> **Supplied material**
###
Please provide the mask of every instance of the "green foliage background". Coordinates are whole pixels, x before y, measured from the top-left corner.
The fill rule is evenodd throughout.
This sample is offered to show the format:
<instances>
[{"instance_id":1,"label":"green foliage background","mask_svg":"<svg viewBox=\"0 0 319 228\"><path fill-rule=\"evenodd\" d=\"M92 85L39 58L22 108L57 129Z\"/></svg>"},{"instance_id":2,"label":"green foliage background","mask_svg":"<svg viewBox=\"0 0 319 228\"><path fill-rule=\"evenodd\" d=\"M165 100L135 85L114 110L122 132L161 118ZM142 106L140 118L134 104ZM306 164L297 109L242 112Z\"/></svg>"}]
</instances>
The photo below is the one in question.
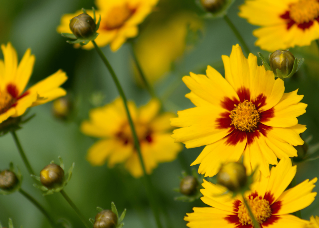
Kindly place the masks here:
<instances>
[{"instance_id":1,"label":"green foliage background","mask_svg":"<svg viewBox=\"0 0 319 228\"><path fill-rule=\"evenodd\" d=\"M252 53L256 55L260 50L254 46L256 38L252 34L256 27L237 16L238 6L243 2L243 0L235 1L228 15ZM72 162L75 162L72 179L65 190L88 218L95 217L96 206L110 208L113 201L119 211L122 211L124 208L128 209L124 227L155 227L141 180L132 178L120 166L113 169L106 165L93 167L85 159L87 150L95 139L80 132L79 124L87 117L88 110L93 107L90 98L93 93L102 92L104 98L101 103L103 105L112 100L118 94L96 52L73 48L56 29L63 14L73 13L82 7L90 8L93 5L92 0L0 0L0 42L12 42L20 58L29 47L36 56L30 85L62 69L69 77L63 86L74 98L78 108L76 118L67 122L53 117L51 103L33 108L30 113L35 113L36 117L17 133L37 173L52 160L57 162L59 155L62 157L67 168ZM165 17L163 15L172 14L182 10L198 11L194 0L161 0L158 9L145 23L148 20L162 20ZM141 25L141 29L143 26ZM175 83L174 82L178 79L190 71L197 73L203 72L208 64L216 67L223 74L221 55L229 55L232 45L237 43L236 37L222 18L205 21L203 35L195 48L186 53L175 65L174 70L156 84L158 93L164 95L167 88ZM112 52L108 46L102 50L115 68L128 98L139 105L146 103L150 97L147 91L135 82L130 48L129 45L125 44L115 53ZM305 64L292 78L285 81L286 92L299 88L298 93L304 95L303 102L308 106L307 112L299 118L300 123L308 126L304 138L312 135L313 139L311 143L315 144L319 142L319 52L314 42L310 47L290 50L296 57L305 58ZM268 53L262 52L268 56ZM258 60L261 65L261 60ZM176 85L166 103L165 109L176 113L178 110L193 107L184 97L189 90L181 80ZM182 153L189 164L202 150L202 148L184 149ZM24 175L23 188L48 210L50 208L49 205L51 205L50 213L55 218L67 218L73 227L84 227L60 194L45 198L32 186L33 180L28 177L12 138L8 134L0 138L0 170L8 168L11 161L19 166ZM178 195L172 189L179 186L178 176L183 168L181 164L177 159L160 164L152 176L160 198L159 201L161 208L167 212L166 214L162 213L161 218L165 226L169 228L186 227L186 222L183 220L185 213L192 212L194 206L204 206L200 200L192 203L173 200ZM298 164L297 183L319 175L318 165L319 160ZM318 188L316 187L315 191L318 191ZM302 211L303 218L308 219L312 215L319 215L318 206L319 199L317 198L311 205ZM42 214L19 193L0 196L0 221L3 225L7 225L9 217L12 218L16 227L21 225L24 228L49 226Z\"/></svg>"}]
</instances>

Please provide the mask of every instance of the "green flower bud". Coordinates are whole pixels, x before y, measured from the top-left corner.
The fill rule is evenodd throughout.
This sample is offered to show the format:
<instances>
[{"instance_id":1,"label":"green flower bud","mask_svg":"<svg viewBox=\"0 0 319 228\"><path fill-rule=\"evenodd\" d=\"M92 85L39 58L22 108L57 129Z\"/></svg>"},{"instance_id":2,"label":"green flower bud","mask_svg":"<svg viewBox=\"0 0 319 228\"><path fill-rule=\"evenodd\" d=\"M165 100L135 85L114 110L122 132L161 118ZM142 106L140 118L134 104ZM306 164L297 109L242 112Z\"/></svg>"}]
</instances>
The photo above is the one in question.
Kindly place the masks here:
<instances>
[{"instance_id":1,"label":"green flower bud","mask_svg":"<svg viewBox=\"0 0 319 228\"><path fill-rule=\"evenodd\" d=\"M232 192L240 191L247 183L246 168L237 162L223 165L217 174L217 183Z\"/></svg>"},{"instance_id":2,"label":"green flower bud","mask_svg":"<svg viewBox=\"0 0 319 228\"><path fill-rule=\"evenodd\" d=\"M41 183L49 189L61 185L64 180L64 171L54 163L44 167L40 173Z\"/></svg>"},{"instance_id":3,"label":"green flower bud","mask_svg":"<svg viewBox=\"0 0 319 228\"><path fill-rule=\"evenodd\" d=\"M19 181L13 172L4 170L0 173L0 188L4 190L11 190L14 188Z\"/></svg>"},{"instance_id":4,"label":"green flower bud","mask_svg":"<svg viewBox=\"0 0 319 228\"><path fill-rule=\"evenodd\" d=\"M200 0L205 9L211 13L215 13L220 9L225 2L225 0Z\"/></svg>"},{"instance_id":5,"label":"green flower bud","mask_svg":"<svg viewBox=\"0 0 319 228\"><path fill-rule=\"evenodd\" d=\"M70 26L77 38L88 38L95 32L96 25L91 16L82 13L71 19Z\"/></svg>"},{"instance_id":6,"label":"green flower bud","mask_svg":"<svg viewBox=\"0 0 319 228\"><path fill-rule=\"evenodd\" d=\"M103 210L95 216L93 228L115 228L117 224L117 217L112 211Z\"/></svg>"},{"instance_id":7,"label":"green flower bud","mask_svg":"<svg viewBox=\"0 0 319 228\"><path fill-rule=\"evenodd\" d=\"M180 184L181 193L186 195L193 195L196 192L197 186L198 182L196 179L192 176L188 176L181 181Z\"/></svg>"},{"instance_id":8,"label":"green flower bud","mask_svg":"<svg viewBox=\"0 0 319 228\"><path fill-rule=\"evenodd\" d=\"M283 76L287 76L292 71L295 58L289 51L278 50L270 55L270 68L276 75L277 74L276 70L278 69Z\"/></svg>"}]
</instances>

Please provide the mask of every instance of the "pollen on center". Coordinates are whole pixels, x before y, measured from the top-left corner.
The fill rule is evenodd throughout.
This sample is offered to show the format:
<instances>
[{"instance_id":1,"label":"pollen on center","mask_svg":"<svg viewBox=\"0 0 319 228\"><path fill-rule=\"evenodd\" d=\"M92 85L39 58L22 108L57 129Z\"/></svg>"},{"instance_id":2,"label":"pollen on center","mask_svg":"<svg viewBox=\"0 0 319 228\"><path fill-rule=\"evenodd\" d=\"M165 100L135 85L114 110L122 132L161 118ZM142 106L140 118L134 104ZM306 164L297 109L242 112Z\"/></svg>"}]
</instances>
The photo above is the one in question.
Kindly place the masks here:
<instances>
[{"instance_id":1,"label":"pollen on center","mask_svg":"<svg viewBox=\"0 0 319 228\"><path fill-rule=\"evenodd\" d=\"M256 220L259 224L262 224L271 216L271 210L267 200L258 196L254 198L251 195L247 200ZM252 220L244 203L240 203L238 213L239 222L243 225L253 225Z\"/></svg>"},{"instance_id":2,"label":"pollen on center","mask_svg":"<svg viewBox=\"0 0 319 228\"><path fill-rule=\"evenodd\" d=\"M231 125L242 131L253 131L260 120L260 112L256 109L255 105L247 100L234 106L229 115L232 120Z\"/></svg>"}]
</instances>

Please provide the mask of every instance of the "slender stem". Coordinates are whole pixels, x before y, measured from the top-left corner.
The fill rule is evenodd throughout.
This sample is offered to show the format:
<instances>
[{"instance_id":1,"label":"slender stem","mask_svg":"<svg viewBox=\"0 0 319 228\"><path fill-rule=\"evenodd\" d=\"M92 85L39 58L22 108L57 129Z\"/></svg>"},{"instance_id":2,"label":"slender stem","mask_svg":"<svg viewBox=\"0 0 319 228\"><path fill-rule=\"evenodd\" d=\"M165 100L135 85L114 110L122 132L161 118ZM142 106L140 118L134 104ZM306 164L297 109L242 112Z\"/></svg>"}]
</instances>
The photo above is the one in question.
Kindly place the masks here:
<instances>
[{"instance_id":1,"label":"slender stem","mask_svg":"<svg viewBox=\"0 0 319 228\"><path fill-rule=\"evenodd\" d=\"M239 32L238 32L238 30L235 27L235 26L234 25L233 22L231 22L229 19L229 18L228 17L228 16L226 15L225 14L224 16L224 19L226 21L227 24L228 24L228 25L229 26L229 27L230 27L230 28L232 30L233 30L233 32L235 33L235 35L237 37L237 39L238 39L238 40L239 40L239 42L241 44L242 47L244 48L244 50L246 53L246 55L248 56L249 55L249 53L250 53L250 51L249 50L249 48L248 48L248 47L247 46L247 44L246 44L245 41L244 40L244 39L242 38L242 37L241 36L240 33L239 33Z\"/></svg>"},{"instance_id":2,"label":"slender stem","mask_svg":"<svg viewBox=\"0 0 319 228\"><path fill-rule=\"evenodd\" d=\"M91 225L89 223L88 220L87 220L85 219L85 217L83 216L83 214L81 213L80 210L79 210L78 208L75 206L75 204L74 204L74 203L72 202L72 201L71 200L71 199L69 198L68 195L66 195L66 193L64 191L64 190L62 189L61 190L60 192L62 195L63 196L63 197L65 199L66 201L68 202L69 204L70 204L70 206L73 209L73 210L74 210L75 212L78 215L78 216L79 217L80 219L82 221L82 222L84 224L84 225L86 228L90 228L91 227Z\"/></svg>"},{"instance_id":3,"label":"slender stem","mask_svg":"<svg viewBox=\"0 0 319 228\"><path fill-rule=\"evenodd\" d=\"M134 51L133 43L132 42L131 42L130 43L131 44L132 55L133 57L133 59L134 60L134 62L135 63L135 65L136 65L136 67L137 69L137 70L138 71L138 73L139 73L140 75L141 76L141 77L142 78L142 80L143 81L143 83L144 83L145 87L146 87L146 89L147 90L147 91L148 91L148 92L151 94L151 95L153 97L156 97L156 96L155 94L155 92L154 91L154 90L152 86L147 81L147 80L146 79L146 77L145 77L145 75L144 74L143 70L142 69L142 68L141 67L141 65L139 64L138 60L137 60L137 58L136 56L136 55L135 54L135 52Z\"/></svg>"},{"instance_id":4,"label":"slender stem","mask_svg":"<svg viewBox=\"0 0 319 228\"><path fill-rule=\"evenodd\" d=\"M293 158L290 158L291 159L291 164L293 165ZM293 188L295 186L297 185L297 181L296 179L296 175L295 175L295 176L293 177L293 179L292 181L291 181L291 188ZM294 215L295 215L297 217L298 217L300 218L301 218L301 211L298 210L297 211L296 211L293 213Z\"/></svg>"},{"instance_id":5,"label":"slender stem","mask_svg":"<svg viewBox=\"0 0 319 228\"><path fill-rule=\"evenodd\" d=\"M244 199L244 203L245 204L245 206L246 207L246 208L247 208L247 210L248 211L248 213L249 213L249 215L250 216L251 220L253 220L253 224L254 224L254 228L260 228L260 225L259 224L259 223L256 220L255 216L254 215L252 211L251 211L250 207L249 207L247 203L246 199L245 198L243 194L242 195L242 198Z\"/></svg>"},{"instance_id":6,"label":"slender stem","mask_svg":"<svg viewBox=\"0 0 319 228\"><path fill-rule=\"evenodd\" d=\"M38 208L38 209L42 212L43 215L47 218L47 219L51 225L51 226L54 228L57 227L56 224L54 222L54 220L51 217L46 210L39 203L38 201L28 193L24 191L21 188L19 189L19 192L23 195L26 198L30 200L32 203L34 204L34 206Z\"/></svg>"},{"instance_id":7,"label":"slender stem","mask_svg":"<svg viewBox=\"0 0 319 228\"><path fill-rule=\"evenodd\" d=\"M115 85L116 85L117 90L118 91L120 95L123 99L123 103L125 107L125 110L126 112L126 114L127 115L127 118L129 121L129 123L131 128L131 130L132 131L132 134L134 138L134 141L135 143L135 148L137 151L137 154L138 155L138 158L139 158L140 162L141 163L141 165L142 166L142 169L144 173L144 178L145 183L145 187L146 192L148 195L149 198L150 200L150 204L153 213L154 214L154 216L155 217L155 219L156 220L156 223L158 228L162 228L162 225L160 223L160 216L159 214L158 210L157 210L157 207L155 206L156 205L156 200L155 199L154 196L152 195L153 193L154 192L153 190L153 187L152 186L152 183L151 181L151 179L150 176L147 174L146 172L146 169L145 168L145 165L144 165L144 161L143 160L143 158L142 156L142 153L141 152L141 149L140 147L139 142L138 140L138 138L137 137L137 134L136 134L136 131L135 130L135 128L134 127L134 124L133 123L133 121L132 120L132 118L131 117L131 114L129 110L128 107L127 105L127 100L126 97L124 94L123 89L120 84L117 77L115 74L115 72L112 68L111 64L110 64L108 61L108 60L106 57L103 54L101 49L96 45L94 40L92 40L92 42L94 45L94 47L95 48L98 54L100 55L102 60L104 62L105 66L109 71L112 78L113 79Z\"/></svg>"},{"instance_id":8,"label":"slender stem","mask_svg":"<svg viewBox=\"0 0 319 228\"><path fill-rule=\"evenodd\" d=\"M34 172L33 171L33 169L32 169L32 167L31 167L31 165L30 165L30 163L29 163L29 161L28 160L28 158L27 158L26 156L26 154L24 153L24 151L23 151L23 149L21 146L21 144L20 143L20 141L19 140L19 139L18 138L18 136L17 135L16 132L13 131L11 132L11 134L12 135L12 136L13 137L13 139L14 140L14 142L16 143L16 145L17 145L17 147L18 148L18 149L19 150L19 152L20 153L20 155L21 156L21 158L23 160L24 164L26 167L28 171L29 172L29 173L30 174L30 175L34 175Z\"/></svg>"}]
</instances>

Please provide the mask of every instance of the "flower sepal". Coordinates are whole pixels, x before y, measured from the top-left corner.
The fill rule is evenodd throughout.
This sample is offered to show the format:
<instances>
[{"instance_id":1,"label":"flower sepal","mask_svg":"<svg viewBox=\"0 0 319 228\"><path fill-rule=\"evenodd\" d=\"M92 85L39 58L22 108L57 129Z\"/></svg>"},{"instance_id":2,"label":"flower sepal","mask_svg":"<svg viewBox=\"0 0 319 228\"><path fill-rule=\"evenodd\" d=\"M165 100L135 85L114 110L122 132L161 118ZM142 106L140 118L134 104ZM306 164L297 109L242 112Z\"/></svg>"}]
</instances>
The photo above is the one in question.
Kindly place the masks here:
<instances>
[{"instance_id":1,"label":"flower sepal","mask_svg":"<svg viewBox=\"0 0 319 228\"><path fill-rule=\"evenodd\" d=\"M203 195L200 190L203 183L203 175L199 175L195 169L192 170L192 175L188 176L184 171L182 172L182 176L179 177L181 180L180 188L174 188L173 190L183 194L174 198L174 200L190 202L198 200Z\"/></svg>"},{"instance_id":2,"label":"flower sepal","mask_svg":"<svg viewBox=\"0 0 319 228\"><path fill-rule=\"evenodd\" d=\"M60 160L60 162L59 167L63 170L64 173L64 164L63 163L63 161L62 158L60 156L59 156L59 159ZM52 161L50 164L54 164L54 161ZM75 165L75 163L73 162L72 164L72 166L69 169L68 172L63 177L61 182L59 183L58 184L55 185L52 188L44 186L43 185L43 183L41 181L40 177L36 176L34 175L31 175L31 177L38 181L41 182L42 184L42 185L39 185L36 184L33 184L33 186L36 188L41 190L42 192L42 194L44 196L51 195L56 192L59 192L66 186L68 183L70 181L70 180L71 180L71 178L72 177L72 172L73 171L73 169L74 168Z\"/></svg>"},{"instance_id":3,"label":"flower sepal","mask_svg":"<svg viewBox=\"0 0 319 228\"><path fill-rule=\"evenodd\" d=\"M122 222L125 215L126 209L125 209L119 217L118 212L114 202L111 204L111 210L105 210L102 208L98 207L96 210L99 213L95 217L95 219L90 218L89 220L93 225L93 228L122 228L124 225Z\"/></svg>"},{"instance_id":4,"label":"flower sepal","mask_svg":"<svg viewBox=\"0 0 319 228\"><path fill-rule=\"evenodd\" d=\"M95 17L95 10L93 7L92 7L92 9L93 11L93 20L94 21L94 23L96 23L96 18ZM87 16L89 16L86 13L86 11L84 8L82 8L82 11L83 11L84 13L87 14ZM63 37L75 40L67 40L66 42L72 44L79 44L80 45L82 46L86 45L91 40L93 40L96 39L98 36L99 35L99 33L97 33L96 31L97 31L99 29L99 28L100 27L100 22L101 15L100 15L99 20L97 23L96 23L95 25L95 27L94 30L94 32L92 35L88 37L77 37L73 33L61 33L61 35Z\"/></svg>"},{"instance_id":5,"label":"flower sepal","mask_svg":"<svg viewBox=\"0 0 319 228\"><path fill-rule=\"evenodd\" d=\"M214 2L214 2L213 4L216 4L216 6L211 5L210 3L205 4L204 0L197 0L196 3L202 10L202 12L200 13L200 16L205 19L214 19L222 17L226 15L228 9L234 1L235 0L215 1ZM206 2L209 1L206 1Z\"/></svg>"},{"instance_id":6,"label":"flower sepal","mask_svg":"<svg viewBox=\"0 0 319 228\"><path fill-rule=\"evenodd\" d=\"M266 70L272 70L270 66L268 63L268 62L266 60L266 58L262 55L260 52L258 52L258 55L261 58L263 61L263 64L265 67L265 69ZM269 55L270 57L270 55ZM295 73L298 71L301 65L305 61L305 59L303 58L298 59L297 58L295 58L293 62L293 65L292 69L290 73L285 74L282 72L281 70L278 69L276 69L275 71L274 72L275 74L275 77L279 77L282 79L284 78L289 78L291 77Z\"/></svg>"},{"instance_id":7,"label":"flower sepal","mask_svg":"<svg viewBox=\"0 0 319 228\"><path fill-rule=\"evenodd\" d=\"M21 187L23 179L19 167L14 170L13 164L10 162L9 170L0 172L0 195L9 195L18 191Z\"/></svg>"}]
</instances>

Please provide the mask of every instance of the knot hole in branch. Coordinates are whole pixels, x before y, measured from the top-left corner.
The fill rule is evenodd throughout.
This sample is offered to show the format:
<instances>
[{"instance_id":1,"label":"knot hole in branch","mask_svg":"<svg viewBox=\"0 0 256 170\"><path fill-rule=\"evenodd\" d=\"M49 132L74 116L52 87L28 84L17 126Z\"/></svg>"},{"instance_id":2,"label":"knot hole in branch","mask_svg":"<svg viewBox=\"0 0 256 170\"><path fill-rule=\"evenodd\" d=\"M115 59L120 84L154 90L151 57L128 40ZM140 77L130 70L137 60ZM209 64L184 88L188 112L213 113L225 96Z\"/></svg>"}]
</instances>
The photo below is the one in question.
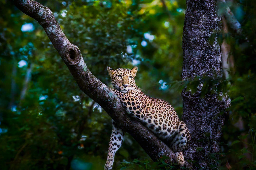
###
> **Written problem**
Starting at the line that contains "Please provide the mask of every instance of the knot" and continuing through the end of the records, convert those lines into a JSON list of strings, one string per line, omitting blank lines. Leave the picture out of the answer.

> **Solution to this task**
[
  "Please provide the mask of every instance of the knot hole in branch. Coordinates are whole pixels, x before y, measured from the top-left corner.",
  "The fill rule is evenodd throughout.",
  "This sample is offered to show the format:",
  "<instances>",
  "[{\"instance_id\":1,\"label\":\"knot hole in branch\",\"mask_svg\":\"<svg viewBox=\\\"0 0 256 170\\\"><path fill-rule=\\\"evenodd\\\" d=\\\"M49 132L74 116L52 87L28 84L17 126Z\\\"/></svg>\"},{\"instance_id\":2,\"label\":\"knot hole in branch\",\"mask_svg\":\"<svg viewBox=\\\"0 0 256 170\\\"><path fill-rule=\\\"evenodd\\\" d=\\\"M115 59L120 84L154 90L151 57L128 40ZM140 77L130 70L137 60ZM209 64L184 88L188 112L213 113L225 96Z\\\"/></svg>\"}]",
  "</instances>",
  "The photo below is the one in question."
]